» **DATA PROVIDED**:
-.-.-

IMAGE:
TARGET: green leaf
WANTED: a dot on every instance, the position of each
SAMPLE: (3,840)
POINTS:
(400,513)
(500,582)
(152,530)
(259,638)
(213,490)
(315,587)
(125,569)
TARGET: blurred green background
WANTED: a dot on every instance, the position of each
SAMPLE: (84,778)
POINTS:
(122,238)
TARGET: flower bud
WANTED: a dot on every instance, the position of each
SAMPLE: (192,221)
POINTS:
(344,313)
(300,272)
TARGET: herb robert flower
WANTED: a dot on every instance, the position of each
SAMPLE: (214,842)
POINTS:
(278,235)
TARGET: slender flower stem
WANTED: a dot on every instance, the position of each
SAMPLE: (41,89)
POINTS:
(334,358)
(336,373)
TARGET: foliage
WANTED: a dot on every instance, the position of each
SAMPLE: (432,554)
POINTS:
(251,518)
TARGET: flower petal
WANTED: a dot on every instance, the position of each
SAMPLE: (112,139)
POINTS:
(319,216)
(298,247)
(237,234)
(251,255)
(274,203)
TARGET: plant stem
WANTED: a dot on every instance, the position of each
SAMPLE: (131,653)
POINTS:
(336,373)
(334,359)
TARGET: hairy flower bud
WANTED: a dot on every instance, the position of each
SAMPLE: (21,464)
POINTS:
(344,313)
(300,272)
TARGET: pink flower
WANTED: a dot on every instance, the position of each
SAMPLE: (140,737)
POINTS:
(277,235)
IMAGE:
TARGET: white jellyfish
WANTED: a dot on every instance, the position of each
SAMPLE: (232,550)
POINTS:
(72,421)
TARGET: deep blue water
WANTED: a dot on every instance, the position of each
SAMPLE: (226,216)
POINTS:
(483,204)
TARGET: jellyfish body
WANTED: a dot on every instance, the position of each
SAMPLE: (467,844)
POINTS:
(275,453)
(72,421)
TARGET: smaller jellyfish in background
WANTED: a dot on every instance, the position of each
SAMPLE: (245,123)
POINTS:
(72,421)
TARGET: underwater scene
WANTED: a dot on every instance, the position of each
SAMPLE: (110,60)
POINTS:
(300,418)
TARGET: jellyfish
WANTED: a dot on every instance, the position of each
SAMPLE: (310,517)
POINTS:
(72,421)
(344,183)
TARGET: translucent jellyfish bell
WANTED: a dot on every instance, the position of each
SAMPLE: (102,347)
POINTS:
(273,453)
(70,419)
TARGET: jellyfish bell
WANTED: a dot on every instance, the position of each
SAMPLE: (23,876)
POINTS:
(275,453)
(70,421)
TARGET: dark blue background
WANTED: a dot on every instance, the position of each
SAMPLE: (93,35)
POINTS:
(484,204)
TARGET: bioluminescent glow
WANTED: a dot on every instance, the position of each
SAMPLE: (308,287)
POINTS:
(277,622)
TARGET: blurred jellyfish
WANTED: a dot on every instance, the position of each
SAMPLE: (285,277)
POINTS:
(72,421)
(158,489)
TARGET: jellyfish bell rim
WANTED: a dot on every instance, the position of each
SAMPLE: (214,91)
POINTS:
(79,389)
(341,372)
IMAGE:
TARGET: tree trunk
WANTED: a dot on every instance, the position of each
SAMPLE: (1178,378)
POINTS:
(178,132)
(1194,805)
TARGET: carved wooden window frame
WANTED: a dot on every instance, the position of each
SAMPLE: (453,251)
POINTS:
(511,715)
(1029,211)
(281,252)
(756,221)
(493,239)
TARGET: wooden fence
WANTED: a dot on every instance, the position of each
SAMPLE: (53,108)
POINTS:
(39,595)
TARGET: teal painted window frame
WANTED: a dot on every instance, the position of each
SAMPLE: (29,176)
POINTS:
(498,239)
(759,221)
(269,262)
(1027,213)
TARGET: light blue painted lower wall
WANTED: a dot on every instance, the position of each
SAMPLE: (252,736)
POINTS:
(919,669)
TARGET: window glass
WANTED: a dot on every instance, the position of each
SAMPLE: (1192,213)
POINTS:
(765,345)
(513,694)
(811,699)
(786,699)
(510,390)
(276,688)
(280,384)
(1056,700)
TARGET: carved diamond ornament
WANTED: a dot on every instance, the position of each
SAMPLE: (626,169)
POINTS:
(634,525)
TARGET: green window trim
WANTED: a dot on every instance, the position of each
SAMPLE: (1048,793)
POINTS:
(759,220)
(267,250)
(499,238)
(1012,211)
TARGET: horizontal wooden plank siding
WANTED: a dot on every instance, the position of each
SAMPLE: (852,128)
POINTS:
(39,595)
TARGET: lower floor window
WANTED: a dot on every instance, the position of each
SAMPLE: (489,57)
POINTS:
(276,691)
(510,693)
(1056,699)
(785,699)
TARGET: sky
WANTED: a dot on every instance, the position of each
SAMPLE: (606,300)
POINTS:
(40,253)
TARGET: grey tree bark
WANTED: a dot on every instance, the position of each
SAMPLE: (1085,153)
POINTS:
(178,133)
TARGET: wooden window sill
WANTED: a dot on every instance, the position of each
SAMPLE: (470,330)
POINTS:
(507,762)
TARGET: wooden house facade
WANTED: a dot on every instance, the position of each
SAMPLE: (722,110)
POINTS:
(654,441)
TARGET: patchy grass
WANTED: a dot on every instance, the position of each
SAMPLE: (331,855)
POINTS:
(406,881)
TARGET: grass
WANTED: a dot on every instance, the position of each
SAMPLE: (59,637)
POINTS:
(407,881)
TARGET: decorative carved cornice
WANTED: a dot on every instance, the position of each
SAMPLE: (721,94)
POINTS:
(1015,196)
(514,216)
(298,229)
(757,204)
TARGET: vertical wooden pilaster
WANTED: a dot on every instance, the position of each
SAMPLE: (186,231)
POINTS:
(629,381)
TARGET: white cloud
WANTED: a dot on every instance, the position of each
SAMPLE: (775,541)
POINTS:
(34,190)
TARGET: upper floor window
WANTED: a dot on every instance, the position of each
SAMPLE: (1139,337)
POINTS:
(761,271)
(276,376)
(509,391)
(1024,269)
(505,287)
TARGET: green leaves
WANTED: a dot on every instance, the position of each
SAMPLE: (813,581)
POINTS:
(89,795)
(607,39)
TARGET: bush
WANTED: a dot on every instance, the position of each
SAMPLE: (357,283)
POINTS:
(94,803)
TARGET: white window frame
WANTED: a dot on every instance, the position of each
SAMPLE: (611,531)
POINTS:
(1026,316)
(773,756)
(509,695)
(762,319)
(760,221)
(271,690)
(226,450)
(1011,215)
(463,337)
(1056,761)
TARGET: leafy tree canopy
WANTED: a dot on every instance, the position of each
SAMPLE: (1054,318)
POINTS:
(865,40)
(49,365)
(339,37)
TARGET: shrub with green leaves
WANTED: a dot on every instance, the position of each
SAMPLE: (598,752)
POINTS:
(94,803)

-.-.-

» **YOUR TASK**:
Rewrite the listing above so that every occurrence of "a dot" becomes "a marker", keeping all other text unchanged.

» **RESULT OF THIS EXERCISE**:
IMAGE:
TARGET: green leaf
WANTED: a marker on every instance, the position of each
SAMPLE: (3,840)
POINTS:
(400,513)
(500,582)
(152,530)
(259,638)
(213,490)
(315,587)
(125,569)
TARGET: blurred green background
WANTED: a marker on every instance, the position of each
SAMPLE: (84,778)
POINTS:
(122,238)
TARGET: flower bud
WANTED: a marker on every instance, the position of each
SAMPLE: (192,221)
POINTS:
(344,313)
(300,272)
TARGET: herb robert flower
WANTED: a marker on every instance, the position of each
SAMPLE: (214,842)
POINTS:
(278,235)
TARGET: slender flower stem
WANTED: a marker on every instance, the position of each
SAMPLE: (41,89)
POINTS:
(334,358)
(336,373)
TARGET: foliage
WANTED: a marker on every instance, the position of each
SAMPLE: (432,554)
POINTS:
(251,518)
TARGET: flower petal
WANTED: a marker on every instance, the position of each
SAMPLE: (112,139)
POINTS:
(319,216)
(298,247)
(237,234)
(251,255)
(274,203)
TARGET: plant stem
WANTED: a marker on every instance, the position of each
SAMPLE: (131,653)
POINTS:
(336,373)
(334,359)
TARGET: hairy flower bud
WANTED: a marker on every instance, the position of each
SAMPLE: (21,464)
POINTS:
(344,313)
(300,272)
TARGET: pink flower
WANTED: a marker on every instance, the position of each
SAMPLE: (140,737)
POINTS:
(277,235)
IMAGE:
TARGET: white jellyfish
WANTED: a marker on every instance, the position of each
SAMPLE: (232,550)
POINTS:
(72,421)
TARGET: deep blue water
WANTED: a marker on every instance, the position of each
SAMPLE: (226,216)
POINTS:
(483,204)
TARGET: jellyfish body
WANTED: a marker on every instance, the position of each
SAMPLE: (467,844)
POINTS:
(275,453)
(72,421)
TARGET: smaller jellyfish in background
WANTED: a marker on every instance, the position of each
SAMPLE: (245,123)
POINTS:
(72,421)
TARGET: underwater scene
WANTED: a marker on every instance, the position of each
SAMPLE: (110,60)
POINTS:
(300,418)
TARGET: jellyfish
WANTED: a marker on every instance, the position of each
SAMPLE: (310,517)
POINTS:
(72,421)
(344,183)
TARGET: translucent jellyfish bell
WANTED: a marker on every instance, the position of each
SAMPLE: (102,347)
POINTS:
(273,453)
(70,419)
TARGET: jellyfish bell
WANTED: a marker on every instance, the position of each
SAMPLE: (23,876)
POINTS:
(275,453)
(70,421)
TARGET: dark blue background
WANTED: a marker on every instance, the position of each
SAMPLE: (93,35)
POINTS:
(484,204)
TARGET: bioluminescent glow
WANTED: a marker on every instance, the position of each
SAMPLE: (308,287)
POINTS:
(277,622)
TARGET: blurred jellyfish
WANTED: a marker on every instance, the position of each
SAMPLE: (285,277)
POINTS:
(72,421)
(158,489)
TARGET: jellyfish bell rim
WANTED: a marker on every instance, the position of each
SAMPLE: (214,91)
POINTS:
(79,389)
(341,372)
IMAGE:
TARGET: tree trunk
WANTED: a marker on every instance, the position of each
SAMPLE: (1178,378)
POINTS:
(178,132)
(1194,805)
TARGET: carved wooden window frame
WANTED: a marker on every instance, the position of each
SAMPLE: (453,251)
POINTS:
(511,715)
(1029,211)
(281,252)
(756,221)
(493,239)
TARGET: wooden fence
WANTED: a marker on every instance, the position of each
SAMPLE: (53,108)
POINTS:
(39,595)
TARGET: teal painted window frame
WANTED: a marker on every instance, the position of each
SAMPLE: (29,176)
POINTS:
(498,239)
(759,221)
(269,262)
(1027,213)
TARGET: light blue painted lower wall
WANTED: a marker on every instance, the position of each
SAMPLE: (252,736)
POINTS:
(919,669)
TARGET: window glass
WANTED: a marker on every instance, the position of each
SAMPLE: (1192,213)
POINTS:
(765,345)
(513,694)
(811,699)
(786,699)
(510,390)
(276,688)
(280,384)
(1056,700)
TARGET: carved diamond ornament
WANTED: a marker on every instance, the position of each
SAMPLE: (626,169)
POINTS:
(634,525)
TARGET: green window trim
WANTED: a marker on every instance, the position of each
SAMPLE: (1048,793)
POINTS:
(759,220)
(267,250)
(499,238)
(1012,211)
TARGET: horizontal wooden plank siding
WANTED: a marker on every instance, the position of each
SAMPLE: (852,128)
POINTS:
(39,595)
TARGET: lower floor window
WANTED: a marker on every instance, the position of each
SAMPLE: (489,57)
POINTS:
(276,691)
(510,693)
(1056,699)
(785,699)
TARGET: sky
WANTED: a marker on every instance, the position of each
SAMPLE: (606,300)
POINTS:
(40,253)
TARGET: grey tree bark
WANTED: a marker on every instance, the position of each
SAMPLE: (1085,153)
POINTS:
(178,133)
TARGET: wooden window sill
WANTED: a marker on every instance, the position of each
SAMPLE: (470,330)
POINTS:
(507,762)
TARGET: wooden house facade
WANTED: a marker on every instance, the position of each
SAMPLE: (722,110)
POINTS:
(654,441)
TARGET: patchy grass
WANTED: a marker on every instance, the position of each
SAMPLE: (331,855)
POINTS:
(406,881)
TARGET: grass
WANTED: a marker on every instance, the position of each
SAMPLE: (59,637)
POINTS:
(407,881)
TARGET: decorative carved cornice
WANTED: a marker on every instance, the position of each
SAMPLE: (721,94)
POINTS:
(1015,196)
(514,216)
(298,229)
(757,204)
TARGET: vertical wooden pilaster
WANTED: a marker on every instance, the position of each
SAMPLE: (186,231)
POINTS:
(629,381)
TARGET: white cloud
WANTED: a marker on every instance, the position of each
SAMPLE: (775,541)
POINTS:
(34,190)
TARGET: upper floor window
WANTED: a marker on every instance, the position of each
SAMPLE: (1139,337)
POINTS:
(761,271)
(276,376)
(509,391)
(1024,269)
(505,287)
TARGET: green leaves
WANTED: a marker on every instance, the position of each
SAMPLE: (813,581)
POINTS:
(89,795)
(607,39)
TARGET: bush
WANTED: a marker on every instance, the position of each
SAMPLE: (357,283)
POINTS:
(94,803)
TARGET: white window frame
WANTED: a marker on every instance, the position of each
SAMPLE: (611,531)
POINTS:
(1026,316)
(773,756)
(509,695)
(762,319)
(760,221)
(271,690)
(226,450)
(1011,215)
(463,337)
(1056,761)
TARGET: leafy tree canopy
WANTED: a marker on every instance, the position of each
SAMPLE: (1054,318)
POINTS:
(865,40)
(49,365)
(339,37)
TARGET: shrub with green leaves
WANTED: a marker on every instance, the position of each
SAMPLE: (598,752)
POINTS:
(94,803)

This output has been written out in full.